==== Material shown

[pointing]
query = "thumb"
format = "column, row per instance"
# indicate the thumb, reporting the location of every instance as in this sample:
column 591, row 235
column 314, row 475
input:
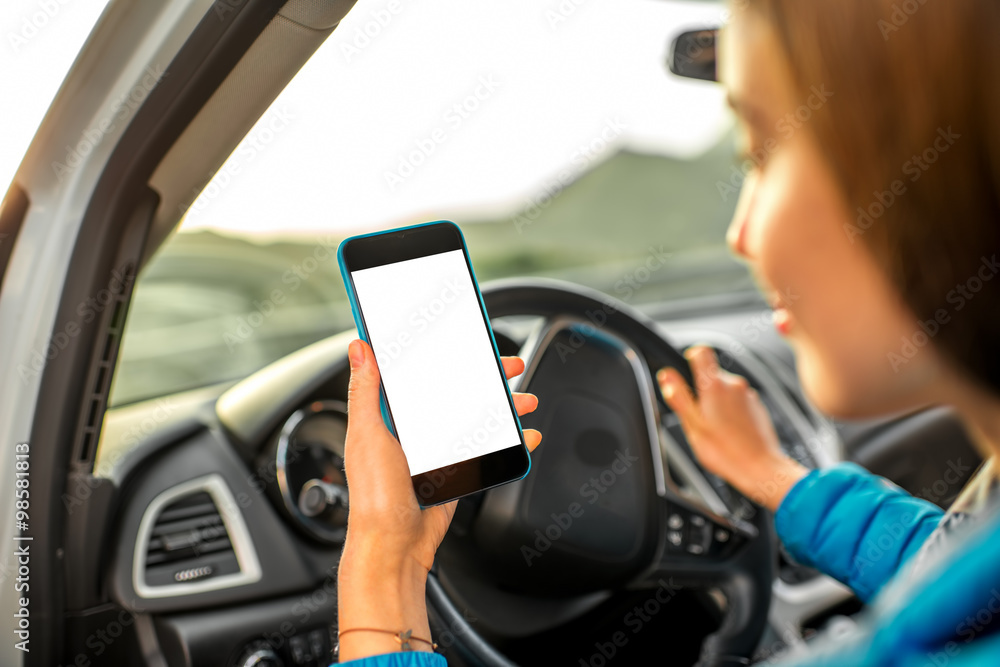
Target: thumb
column 363, row 407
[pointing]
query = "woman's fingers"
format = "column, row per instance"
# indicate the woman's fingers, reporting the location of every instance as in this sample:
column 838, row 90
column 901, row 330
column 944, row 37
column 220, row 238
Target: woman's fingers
column 525, row 403
column 704, row 366
column 532, row 438
column 512, row 366
column 678, row 396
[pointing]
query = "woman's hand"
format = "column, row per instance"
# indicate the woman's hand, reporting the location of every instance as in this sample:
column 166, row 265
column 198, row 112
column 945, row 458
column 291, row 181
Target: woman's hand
column 729, row 429
column 390, row 542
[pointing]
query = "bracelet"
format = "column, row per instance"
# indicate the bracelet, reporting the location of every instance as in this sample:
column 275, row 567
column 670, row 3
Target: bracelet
column 403, row 638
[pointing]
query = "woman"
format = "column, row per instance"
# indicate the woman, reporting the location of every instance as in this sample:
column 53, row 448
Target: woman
column 877, row 216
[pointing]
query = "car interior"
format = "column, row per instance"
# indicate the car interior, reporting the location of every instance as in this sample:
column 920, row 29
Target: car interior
column 188, row 492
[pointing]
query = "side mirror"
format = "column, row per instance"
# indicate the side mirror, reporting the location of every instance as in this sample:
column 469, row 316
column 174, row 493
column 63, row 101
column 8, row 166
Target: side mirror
column 692, row 55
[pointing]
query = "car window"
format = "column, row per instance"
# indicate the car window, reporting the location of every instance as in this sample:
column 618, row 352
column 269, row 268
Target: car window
column 552, row 133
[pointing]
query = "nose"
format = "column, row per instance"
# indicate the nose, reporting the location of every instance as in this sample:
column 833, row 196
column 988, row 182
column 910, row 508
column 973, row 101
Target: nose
column 736, row 235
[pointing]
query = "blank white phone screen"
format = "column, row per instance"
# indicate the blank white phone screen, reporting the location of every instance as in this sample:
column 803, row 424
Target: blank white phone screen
column 446, row 395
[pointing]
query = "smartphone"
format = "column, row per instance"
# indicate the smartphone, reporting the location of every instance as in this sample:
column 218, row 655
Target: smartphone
column 444, row 392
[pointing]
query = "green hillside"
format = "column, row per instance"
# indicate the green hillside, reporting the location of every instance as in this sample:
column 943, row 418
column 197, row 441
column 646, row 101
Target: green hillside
column 188, row 325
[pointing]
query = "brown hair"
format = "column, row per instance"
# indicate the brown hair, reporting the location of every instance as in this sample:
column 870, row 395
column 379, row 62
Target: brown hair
column 915, row 106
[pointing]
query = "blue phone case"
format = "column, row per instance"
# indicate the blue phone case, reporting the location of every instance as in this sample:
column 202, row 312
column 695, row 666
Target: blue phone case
column 359, row 325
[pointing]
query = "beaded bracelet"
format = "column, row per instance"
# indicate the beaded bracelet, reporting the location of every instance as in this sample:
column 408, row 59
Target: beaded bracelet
column 403, row 638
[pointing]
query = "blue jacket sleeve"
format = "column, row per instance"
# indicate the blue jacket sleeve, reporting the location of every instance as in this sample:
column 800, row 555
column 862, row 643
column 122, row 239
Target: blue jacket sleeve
column 856, row 527
column 401, row 659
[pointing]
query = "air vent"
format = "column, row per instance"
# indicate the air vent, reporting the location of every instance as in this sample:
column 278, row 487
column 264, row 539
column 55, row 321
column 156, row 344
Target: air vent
column 192, row 539
column 189, row 542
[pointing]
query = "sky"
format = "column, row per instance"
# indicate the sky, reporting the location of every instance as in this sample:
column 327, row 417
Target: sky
column 417, row 110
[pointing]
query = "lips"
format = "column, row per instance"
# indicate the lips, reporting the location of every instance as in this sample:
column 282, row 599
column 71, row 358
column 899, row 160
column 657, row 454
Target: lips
column 782, row 321
column 781, row 316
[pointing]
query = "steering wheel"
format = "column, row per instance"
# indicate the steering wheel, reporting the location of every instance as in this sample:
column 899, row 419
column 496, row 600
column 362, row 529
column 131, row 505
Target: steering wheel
column 611, row 502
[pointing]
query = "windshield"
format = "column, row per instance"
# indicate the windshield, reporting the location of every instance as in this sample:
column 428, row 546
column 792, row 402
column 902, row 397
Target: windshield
column 552, row 134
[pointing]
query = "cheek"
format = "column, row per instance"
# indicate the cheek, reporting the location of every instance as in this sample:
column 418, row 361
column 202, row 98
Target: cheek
column 847, row 320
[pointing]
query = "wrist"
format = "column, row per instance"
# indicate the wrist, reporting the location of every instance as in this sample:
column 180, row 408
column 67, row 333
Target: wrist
column 771, row 480
column 381, row 591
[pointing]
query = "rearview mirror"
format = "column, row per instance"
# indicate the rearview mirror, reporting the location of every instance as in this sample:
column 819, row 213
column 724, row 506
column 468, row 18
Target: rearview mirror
column 692, row 55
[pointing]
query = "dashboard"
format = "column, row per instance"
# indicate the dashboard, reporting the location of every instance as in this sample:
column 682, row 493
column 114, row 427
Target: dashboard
column 232, row 513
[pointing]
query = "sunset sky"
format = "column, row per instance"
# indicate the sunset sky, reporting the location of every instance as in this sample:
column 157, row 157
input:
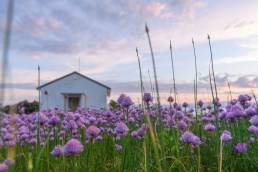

========

→ **Work to do**
Convert all of the lines above into a numbered list, omitting any blank lines. Leave the pictures out of your answer.

→ **Task answer**
1. [pointing]
2. query = "thumb"
3. format = "column, row per instance"
4. # indicate the thumb, reporting the location of every instance as in this sample:
5. column 591, row 235
6. column 314, row 475
7. input:
8. Target: thumb
9. column 363, row 407
10. [pointing]
11. query = "woman's fingers"
12. format = "column, row per instance"
13. # indicate the woman's fingers, reporting the location of every instance as in this sample:
14. column 838, row 90
15. column 901, row 330
16. column 944, row 37
17. column 220, row 238
18. Target: woman's fingers
19. column 525, row 403
20. column 704, row 366
21. column 532, row 438
22. column 512, row 366
23. column 678, row 396
24. [pointing]
25. query = "woman's hand"
26. format = "column, row per instance"
27. # indicate the woman's hand, reporting the location of every instance as in this sample:
28. column 166, row 265
29. column 198, row 112
30. column 945, row 458
31. column 291, row 181
32. Target: woman's hand
33. column 729, row 429
34. column 390, row 542
35. [pointing]
36. query = "bracelet"
37. format = "column, row per instance"
38. # indicate the bracelet, reporting the location of every instance as in this sample:
39. column 275, row 567
40. column 670, row 3
41. Target: bracelet
42. column 403, row 638
43. [pointing]
44. query = "woman"
45. format = "column, row per instance"
46. # indicate the woman, reporting the location of every instance as in this sample:
47. column 53, row 448
48. Target: woman
49. column 877, row 216
50. [pointing]
51. query = "car interior"
52. format = "column, row per instance"
53. # indicate the car interior, reporting the location of every instance as in this sample:
54. column 920, row 29
55. Target: car interior
56. column 188, row 492
57. [pointing]
58. query = "side mirror"
59. format = "column, row per instance"
60. # indicate the side mirror, reporting the location of every instance as in this sample:
61. column 469, row 316
62. column 174, row 493
63. column 63, row 101
64. column 8, row 166
65. Target: side mirror
66. column 692, row 55
67. [pointing]
68. query = "car window"
69. format = "column, row per instance"
70. # indicate the car window, reporting the location of every instance as in this sample:
71. column 618, row 352
72. column 269, row 268
73. Target: car window
74. column 552, row 133
75. [pointing]
76. query = "nose"
77. format = "column, row per instance"
78. # indicate the nose, reporting the location of every instance as in this sample:
79. column 833, row 196
80. column 988, row 182
81. column 910, row 508
82. column 973, row 101
83. Target: nose
84. column 736, row 235
85. [pointing]
86. query = "blank white phone screen"
87. format = "column, row per instance"
88. # indicate the blank white phone screen, reporting the location of every instance as in this sample:
89. column 803, row 424
90. Target: blank white phone screen
91. column 446, row 395
92. [pointing]
93. query = "smartphone"
94. format = "column, row per instance"
95. # indicate the smartphone, reporting the location of every instance as in this sample:
96. column 218, row 655
97. Target: smartphone
98. column 444, row 392
99. [pointing]
100. query = "green hillside"
101. format = "column, row per instance"
102. # indicate the green hillside, reporting the location of every instance as in this sample:
103. column 943, row 418
104. column 197, row 441
105. column 646, row 101
106. Target: green hillside
107. column 188, row 325
108. [pointing]
109. query = "brown hair"
110. format = "column, row per instance"
111. # indicate the brown hair, reporting the location of every instance as in this sample:
112. column 870, row 395
113. column 379, row 62
114. Target: brown hair
115. column 915, row 106
116. [pointing]
117. query = "blue phone case"
118. format = "column, row per instance"
119. # indicate the blue phone case, reporting the location of every instance as in this sample:
120. column 202, row 312
121. column 695, row 666
122. Target: blue phone case
123. column 359, row 325
124. [pointing]
125. query = "beaded bracelet"
126. format = "column, row per instance"
127. # indicate the beaded bracelet, reporting the location of every instance as in this sample:
128. column 408, row 59
129. Target: beaded bracelet
130. column 403, row 638
131. [pointing]
132. query = "blue jacket sleeve"
133. format = "column, row per instance"
134. # indicate the blue jacket sleeve, reporting the location of every instance as in this sample:
135. column 800, row 555
136. column 862, row 643
137. column 122, row 239
138. Target: blue jacket sleeve
139. column 856, row 527
140. column 401, row 659
141. [pointing]
142. query = "air vent"
143. format = "column, row per instance"
144. # indicate the air vent, reporting the location of every instance as in this sample:
145. column 278, row 487
146. column 264, row 539
147. column 55, row 321
148. column 156, row 344
149. Target: air vent
150. column 192, row 539
151. column 189, row 542
152. [pointing]
153. query = "sky"
154. format = "column, row per instance"
155. # indicate the sky, reporting the location of every instance as in this sample:
156. column 327, row 417
157. Target: sky
158. column 417, row 110
159. [pointing]
160. query = "lips"
161. format = "column, row per instance"
162. # indicate the lips, reporting the location of every instance as in this sample:
163. column 282, row 599
164. column 71, row 358
165. column 899, row 160
166. column 657, row 454
167. Target: lips
168. column 782, row 321
169. column 781, row 316
170. [pointing]
171. query = "steering wheel"
172. format = "column, row per instance"
173. # indicate the steering wheel, reporting the location of every instance as in this sample:
174. column 899, row 419
175. column 496, row 600
176. column 362, row 529
177. column 131, row 505
178. Target: steering wheel
179. column 611, row 502
180. [pointing]
181. query = "windshield"
182. format = "column, row per instance"
183. # indicate the windshield, reporting the location of every instance as in this sample:
184. column 428, row 546
185. column 792, row 402
186. column 902, row 397
187. Target: windshield
188. column 552, row 134
189. [pointing]
190. query = "cheek"
191. format = "column, row per instance"
192. # indicate the cheek, reporting the location of every instance as in this sample:
193. column 418, row 361
194. column 202, row 98
195. Target: cheek
196. column 847, row 320
197. [pointing]
198. query = "wrist"
199. format = "column, row per instance"
200. # indicate the wrist, reporting the location of every instance as in this sample:
201. column 180, row 408
202. column 67, row 333
203. Target: wrist
204. column 771, row 480
205. column 381, row 591
206. [pointing]
207. query = "rearview mirror"
208. format = "column, row per instance"
209. # indicate the rearview mirror, reporting the location of every instance as in this sample:
210. column 819, row 213
211. column 724, row 506
212. column 468, row 18
213. Target: rearview mirror
214. column 692, row 55
215. [pointing]
216. query = "dashboard"
217. format = "column, row per instance"
218. # indicate the dashboard, reporting the location of every instance as in this sample:
219. column 682, row 493
220. column 114, row 427
221. Target: dashboard
222. column 232, row 513
223. [pointing]
224. query = "sunset sky"
225. format = "column, row per instance"
226. # indicate the sunset sky, reporting the location of every instance as in this sample:
227. column 157, row 157
228. input:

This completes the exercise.